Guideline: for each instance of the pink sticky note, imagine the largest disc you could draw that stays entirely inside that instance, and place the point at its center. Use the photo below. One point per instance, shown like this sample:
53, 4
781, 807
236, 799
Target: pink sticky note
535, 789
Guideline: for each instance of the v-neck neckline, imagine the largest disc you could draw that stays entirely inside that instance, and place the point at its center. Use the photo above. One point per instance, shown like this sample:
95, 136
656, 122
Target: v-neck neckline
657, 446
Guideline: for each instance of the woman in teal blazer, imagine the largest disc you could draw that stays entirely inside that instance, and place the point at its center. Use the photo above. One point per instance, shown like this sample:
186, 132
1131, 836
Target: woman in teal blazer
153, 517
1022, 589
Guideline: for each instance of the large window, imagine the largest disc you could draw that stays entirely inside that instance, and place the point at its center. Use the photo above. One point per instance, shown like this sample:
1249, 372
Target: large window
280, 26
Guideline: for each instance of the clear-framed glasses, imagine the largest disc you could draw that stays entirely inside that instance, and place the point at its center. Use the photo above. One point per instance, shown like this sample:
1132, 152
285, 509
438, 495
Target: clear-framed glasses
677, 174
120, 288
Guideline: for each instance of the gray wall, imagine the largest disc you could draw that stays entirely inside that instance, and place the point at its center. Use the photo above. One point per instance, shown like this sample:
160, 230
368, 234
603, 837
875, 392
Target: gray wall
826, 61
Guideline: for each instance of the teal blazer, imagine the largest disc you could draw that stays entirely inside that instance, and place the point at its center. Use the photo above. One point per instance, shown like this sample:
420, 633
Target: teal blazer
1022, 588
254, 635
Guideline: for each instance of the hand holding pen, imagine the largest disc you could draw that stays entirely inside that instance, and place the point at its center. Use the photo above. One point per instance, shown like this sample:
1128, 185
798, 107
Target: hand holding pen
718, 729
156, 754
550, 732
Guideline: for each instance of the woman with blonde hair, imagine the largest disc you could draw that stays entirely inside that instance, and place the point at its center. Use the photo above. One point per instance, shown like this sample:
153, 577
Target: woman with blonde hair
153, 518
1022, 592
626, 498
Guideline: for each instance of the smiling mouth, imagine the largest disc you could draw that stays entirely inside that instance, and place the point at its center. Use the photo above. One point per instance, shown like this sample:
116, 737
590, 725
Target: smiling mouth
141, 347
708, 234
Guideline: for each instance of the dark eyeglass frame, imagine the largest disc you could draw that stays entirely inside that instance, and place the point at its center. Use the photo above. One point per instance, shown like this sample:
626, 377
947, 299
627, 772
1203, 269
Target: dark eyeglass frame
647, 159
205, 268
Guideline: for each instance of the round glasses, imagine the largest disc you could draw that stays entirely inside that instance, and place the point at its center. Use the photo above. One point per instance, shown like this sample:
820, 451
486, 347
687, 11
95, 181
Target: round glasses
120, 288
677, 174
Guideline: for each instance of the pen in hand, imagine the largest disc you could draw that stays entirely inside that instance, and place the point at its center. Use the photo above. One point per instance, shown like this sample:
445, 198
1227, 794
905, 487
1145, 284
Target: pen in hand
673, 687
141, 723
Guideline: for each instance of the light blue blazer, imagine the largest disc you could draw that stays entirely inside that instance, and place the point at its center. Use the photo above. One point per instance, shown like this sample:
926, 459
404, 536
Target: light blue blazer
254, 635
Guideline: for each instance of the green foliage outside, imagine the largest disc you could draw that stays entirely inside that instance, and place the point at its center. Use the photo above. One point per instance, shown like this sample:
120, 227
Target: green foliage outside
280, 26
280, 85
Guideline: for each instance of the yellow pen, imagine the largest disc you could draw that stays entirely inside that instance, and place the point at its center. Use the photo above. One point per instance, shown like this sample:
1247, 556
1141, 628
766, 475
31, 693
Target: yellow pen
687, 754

==================================================

Task directions
Can you rewrite all the items above as a Markdown table with two columns, "Row" for the row number and "Line" for the line itself, leaving out any blank lines?

Task answer
| Row | Line |
|---|---|
| 1 | Guideline: for each instance of the pink sticky note, imagine the largest disc you could draw that stays entirely inside that instance, and place the point at its center. Use the photo below. One point per instance, shown like this sample: |
| 2 | 53, 4 |
| 3 | 781, 807 |
| 4 | 236, 799 |
| 5 | Target: pink sticky note |
| 6 | 535, 789 |
| 7 | Guideline: for each instance of the v-neck neckline, imagine the largest disc you could draw that stays entirely inside that instance, and place the point at its center. Use the photo above. One point per instance, shown like this sample: |
| 8 | 95, 136 |
| 9 | 656, 122 |
| 10 | Target: v-neck neckline |
| 11 | 657, 446 |
| 12 | Guideline: for each instance of the woman in teal blazer, imagine the largest disc you could draw that stays entirely inside that instance, and place the point at its center. Use the photo above. One point per instance, shown like this sample: |
| 13 | 186, 132 |
| 14 | 1131, 836 |
| 15 | Target: woman in teal blazer |
| 16 | 153, 517 |
| 17 | 1022, 589 |
| 18 | Guideline: for each instance of the large window, imagine the largest disc you could draw that stays entirely inside that instance, and place the point at its center. Use the photo above. One point per instance, shown like this sample: |
| 19 | 1249, 372 |
| 20 | Target: large window |
| 21 | 280, 26 |
| 22 | Guideline: for each instance of the clear-framed glasses, imagine the largest disc you could draw that stays entirely inside that instance, and place the point at its center. Use the photo above. One point per instance, shown like this sample: |
| 23 | 1132, 152 |
| 24 | 285, 509 |
| 25 | 438, 495 |
| 26 | Target: clear-framed glasses |
| 27 | 677, 174 |
| 28 | 120, 288 |
| 29 | Guideline: for each instance of the gray wall, imagine the largest disc you could draw that stays entirely inside that instance, and place the point at its center. Use the photo above. One point per instance, shown like this sample: |
| 30 | 160, 230 |
| 31 | 368, 234 |
| 32 | 603, 837 |
| 33 | 875, 392 |
| 34 | Target: gray wall |
| 35 | 826, 61 |
| 36 | Guideline: for each instance of the teal blazer, imagine the largest disc you could draw that stays entirely inside that instance, and place the point at its center. Use the photo above. One point per instance, shown like this sample: |
| 37 | 420, 633 |
| 38 | Target: teal blazer |
| 39 | 1022, 588 |
| 40 | 254, 635 |
| 41 | Guideline: for each instance of the hand holding pen, imagine the largest disc you could draw that stays entirely inside that instance, and place the point at its center. Use the photo above. One point per instance, shown like this sample: |
| 42 | 1128, 185 |
| 43 | 798, 107 |
| 44 | Target: hand holding pen |
| 45 | 718, 729 |
| 46 | 156, 754 |
| 47 | 550, 732 |
| 48 | Guideline: for each instance of the woman with blonde hair, imagine the largest disc you could draw that stays entirely inside that instance, and place the point at its center. Use the photo above. One point per instance, shown like this sample: |
| 49 | 153, 577 |
| 50 | Target: woman with blonde hair |
| 51 | 153, 518 |
| 52 | 1022, 592 |
| 53 | 626, 498 |
| 54 | Guideline: for each instance of the smiling mouth, imagine the largest disc you could draw that stays entirely inside that instance, and place the point at its center. Use the photo above. One point per instance, shown like this sample: |
| 55 | 116, 737 |
| 56 | 590, 725 |
| 57 | Target: smiling mouth |
| 58 | 141, 347 |
| 59 | 708, 234 |
| 60 | Guideline: for each instance of the dark eyeglass frame, imagine the largest disc you could draw that stays entirely inside that instance, and place the point at its center. Use the photo above. One point per instance, shown like this sample: |
| 61 | 626, 377 |
| 62 | 947, 299 |
| 63 | 627, 772 |
| 64 | 1203, 269 |
| 65 | Target: dark eyeglass frame |
| 66 | 647, 159 |
| 67 | 205, 268 |
| 68 | Guideline: for each instance of the round glasses, imagine the largest disc you could draw that stays entirely inside that instance, and place the point at its center. Use the photo above. One point per instance, shown like this sample: |
| 69 | 820, 451 |
| 70 | 486, 347 |
| 71 | 687, 11 |
| 72 | 95, 181 |
| 73 | Target: round glasses |
| 74 | 120, 288 |
| 75 | 677, 174 |
| 76 | Guideline: for each instance of the pen in hand, imagine the largest disc you could draw that stays entirely inside that instance, and place the point at its center. Use the photo above. One point per instance, shown like this sample: |
| 77 | 445, 198 |
| 78 | 1227, 794 |
| 79 | 905, 487 |
| 80 | 1145, 284 |
| 81 | Target: pen in hand |
| 82 | 673, 687 |
| 83 | 141, 723 |
| 84 | Guideline: for each instance of the light blue blazer, imagine the largest disc you could draw that stays entirely inside that instance, and place the point at its center. Use the photo above. One point per instance, shown like this sample: |
| 85 | 926, 459 |
| 86 | 404, 536 |
| 87 | Target: light blue blazer |
| 88 | 254, 635 |
| 89 | Guideline: for each instance of the green foliage outside, imagine the largest disc you could draw that stays entirely inside that instance, and place the point at its center. Use the photo above. One point per instance, shown like this sample: |
| 90 | 120, 227 |
| 91 | Target: green foliage outside |
| 92 | 280, 26 |
| 93 | 280, 85 |
| 94 | Guideline: for each instance of the yellow pen, imagine the largest disc you could draw that stays entirely inside that instance, and place the point at its center. Use the photo above. One point per instance, shown like this sample: |
| 95 | 1247, 556 |
| 96 | 1141, 628 |
| 97 | 766, 475 |
| 98 | 31, 693 |
| 99 | Target: yellow pen |
| 100 | 687, 754 |